(Items from a dataset)
•••••
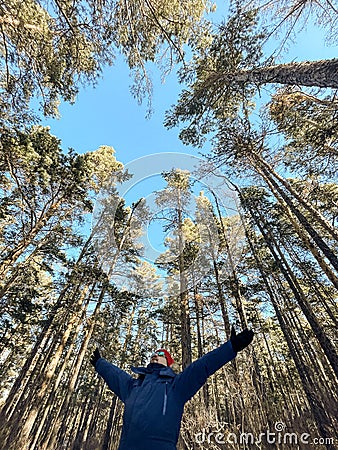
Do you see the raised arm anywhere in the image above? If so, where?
[90,349,134,403]
[176,329,253,402]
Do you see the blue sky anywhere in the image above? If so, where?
[44,14,338,168]
[44,10,338,276]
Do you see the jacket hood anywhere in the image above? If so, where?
[130,363,176,377]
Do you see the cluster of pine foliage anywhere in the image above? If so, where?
[0,0,338,450]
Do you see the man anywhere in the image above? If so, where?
[90,328,253,450]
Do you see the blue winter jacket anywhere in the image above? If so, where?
[95,341,236,450]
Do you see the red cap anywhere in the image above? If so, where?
[156,348,175,366]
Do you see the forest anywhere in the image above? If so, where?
[0,0,338,450]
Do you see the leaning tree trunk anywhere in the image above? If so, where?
[205,58,338,90]
[256,164,338,289]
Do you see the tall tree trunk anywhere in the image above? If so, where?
[243,215,335,450]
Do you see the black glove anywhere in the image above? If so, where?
[230,326,253,353]
[90,348,101,367]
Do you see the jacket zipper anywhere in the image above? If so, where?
[162,381,168,416]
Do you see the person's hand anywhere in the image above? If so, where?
[230,326,253,353]
[90,348,101,367]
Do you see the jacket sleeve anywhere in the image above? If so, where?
[95,358,134,403]
[176,341,237,402]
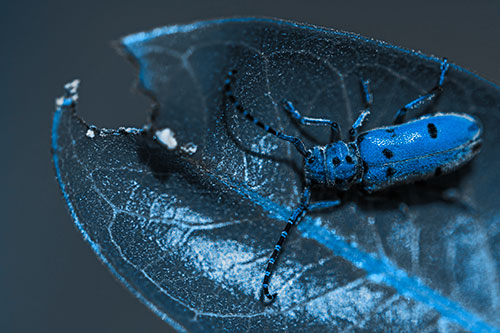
•••••
Exercise brief: Format every line of the records above as a numbered list, skipping any blank lines. Leave the pictures out of your answer.

Finished task:
1. Do you see the raised arm anywhere in the image above? If so, where?
2. [90,349,134,403]
3. [176,329,253,402]
4. Do you see the blue sky anywhere in the image above? If so, where?
5. [44,14,338,168]
6. [44,10,338,276]
7. Do you see the jacket hood anywhere in the image above? If so, where?
8. [130,363,176,377]
9. Do you see the cluster of pine foliage anywhere in the image above? If so, where?
10. [0,0,338,450]
11. Do you see the man anywhere in the image above? If so, where?
12. [90,328,253,450]
13. Do you see the blue winter jacket anywhere in the image above? If so, where?
14. [95,341,236,450]
15. Do you see the red cap anywhere in the image above? If so, where?
16. [156,348,175,366]
17. Do you see the forest anywhere in the image above? If so, where?
18. [0,0,338,450]
19. Do you see the leaning tree trunk anywhere in the image above? If so, where?
20. [205,58,338,90]
21. [256,164,338,289]
22. Do you see the tall tree trunk anywhere in the image above? If so, where?
23. [243,215,335,450]
24. Do you see the black glove anywhere in the image above? If so, where?
25. [230,326,253,353]
26. [90,348,101,367]
27. Do you see the jacket zipper anywhere in the image above? If so, where?
28. [162,381,168,416]
29. Do you see the person's hand anywhere in the image above? If so, where?
30. [230,326,253,353]
31. [90,348,101,367]
32. Do you see the jacket sleeve anywhere in the image above? If so, where?
33. [95,358,134,403]
34. [176,341,237,402]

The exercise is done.